## Begin Input records
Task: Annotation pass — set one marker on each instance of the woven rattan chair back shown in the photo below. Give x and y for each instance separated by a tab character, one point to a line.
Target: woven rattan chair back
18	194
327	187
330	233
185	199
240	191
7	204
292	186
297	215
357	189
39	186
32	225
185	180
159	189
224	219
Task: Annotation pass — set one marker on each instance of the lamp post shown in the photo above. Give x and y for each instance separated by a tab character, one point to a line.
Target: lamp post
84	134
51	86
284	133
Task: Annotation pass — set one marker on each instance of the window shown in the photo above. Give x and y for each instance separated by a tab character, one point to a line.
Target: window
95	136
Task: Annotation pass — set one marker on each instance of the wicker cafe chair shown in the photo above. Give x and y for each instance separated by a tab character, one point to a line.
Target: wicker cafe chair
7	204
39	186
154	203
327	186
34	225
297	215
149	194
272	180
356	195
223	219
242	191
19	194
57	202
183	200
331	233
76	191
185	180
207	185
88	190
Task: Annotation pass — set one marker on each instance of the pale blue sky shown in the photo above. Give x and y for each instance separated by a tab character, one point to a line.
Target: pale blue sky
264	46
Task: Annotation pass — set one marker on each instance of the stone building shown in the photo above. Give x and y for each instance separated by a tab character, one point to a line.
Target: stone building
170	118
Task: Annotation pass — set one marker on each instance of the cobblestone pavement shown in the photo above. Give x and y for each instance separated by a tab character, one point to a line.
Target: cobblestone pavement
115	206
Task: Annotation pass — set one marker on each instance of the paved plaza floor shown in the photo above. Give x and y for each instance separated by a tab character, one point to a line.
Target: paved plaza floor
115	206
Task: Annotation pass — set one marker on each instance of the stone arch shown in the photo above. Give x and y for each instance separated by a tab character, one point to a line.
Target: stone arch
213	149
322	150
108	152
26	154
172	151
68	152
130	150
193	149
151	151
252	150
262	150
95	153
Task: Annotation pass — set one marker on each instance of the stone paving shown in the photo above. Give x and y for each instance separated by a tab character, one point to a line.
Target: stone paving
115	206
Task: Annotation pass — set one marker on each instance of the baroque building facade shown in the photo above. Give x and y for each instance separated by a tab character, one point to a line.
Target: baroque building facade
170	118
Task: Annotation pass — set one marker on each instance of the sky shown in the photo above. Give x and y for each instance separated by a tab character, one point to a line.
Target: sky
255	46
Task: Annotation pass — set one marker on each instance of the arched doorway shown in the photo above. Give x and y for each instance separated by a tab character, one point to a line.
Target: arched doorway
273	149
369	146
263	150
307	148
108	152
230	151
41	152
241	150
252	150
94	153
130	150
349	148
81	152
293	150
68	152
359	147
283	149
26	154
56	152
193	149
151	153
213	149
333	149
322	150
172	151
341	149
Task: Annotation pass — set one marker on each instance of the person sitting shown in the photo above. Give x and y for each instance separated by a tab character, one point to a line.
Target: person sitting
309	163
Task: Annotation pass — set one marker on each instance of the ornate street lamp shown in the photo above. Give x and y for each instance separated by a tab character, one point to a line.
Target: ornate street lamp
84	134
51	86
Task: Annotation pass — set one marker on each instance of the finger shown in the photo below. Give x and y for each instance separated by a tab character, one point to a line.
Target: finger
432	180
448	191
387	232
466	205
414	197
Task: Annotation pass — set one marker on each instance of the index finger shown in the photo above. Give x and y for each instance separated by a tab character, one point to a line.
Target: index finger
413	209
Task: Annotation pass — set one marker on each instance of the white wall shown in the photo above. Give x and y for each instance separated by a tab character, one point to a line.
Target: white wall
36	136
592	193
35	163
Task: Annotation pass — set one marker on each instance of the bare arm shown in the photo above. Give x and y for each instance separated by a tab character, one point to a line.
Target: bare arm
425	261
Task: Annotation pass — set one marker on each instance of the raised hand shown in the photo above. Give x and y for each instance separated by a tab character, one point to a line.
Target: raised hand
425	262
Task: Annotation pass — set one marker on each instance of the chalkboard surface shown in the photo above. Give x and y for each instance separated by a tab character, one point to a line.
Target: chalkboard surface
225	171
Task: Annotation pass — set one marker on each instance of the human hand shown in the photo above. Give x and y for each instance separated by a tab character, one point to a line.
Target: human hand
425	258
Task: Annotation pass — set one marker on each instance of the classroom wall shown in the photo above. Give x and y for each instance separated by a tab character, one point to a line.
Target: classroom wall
## End Input records
What you should do: Repeat exactly the lines above, starting with the line that contains "of the human" and ending with the last line, both included, and nothing else.

Response:
Task: Annotation pass — set one marker on each instance of the human hand shown in the photo above. Give x and y for each instance separated by a tab character, one point to a line.
Target: human hand
425	258
Task: Annotation pass — set one marker on each instance of the classroom wall shown in the photo above. Give x and y for each instance separated by a tab character, one point to a line.
Target: classroom wall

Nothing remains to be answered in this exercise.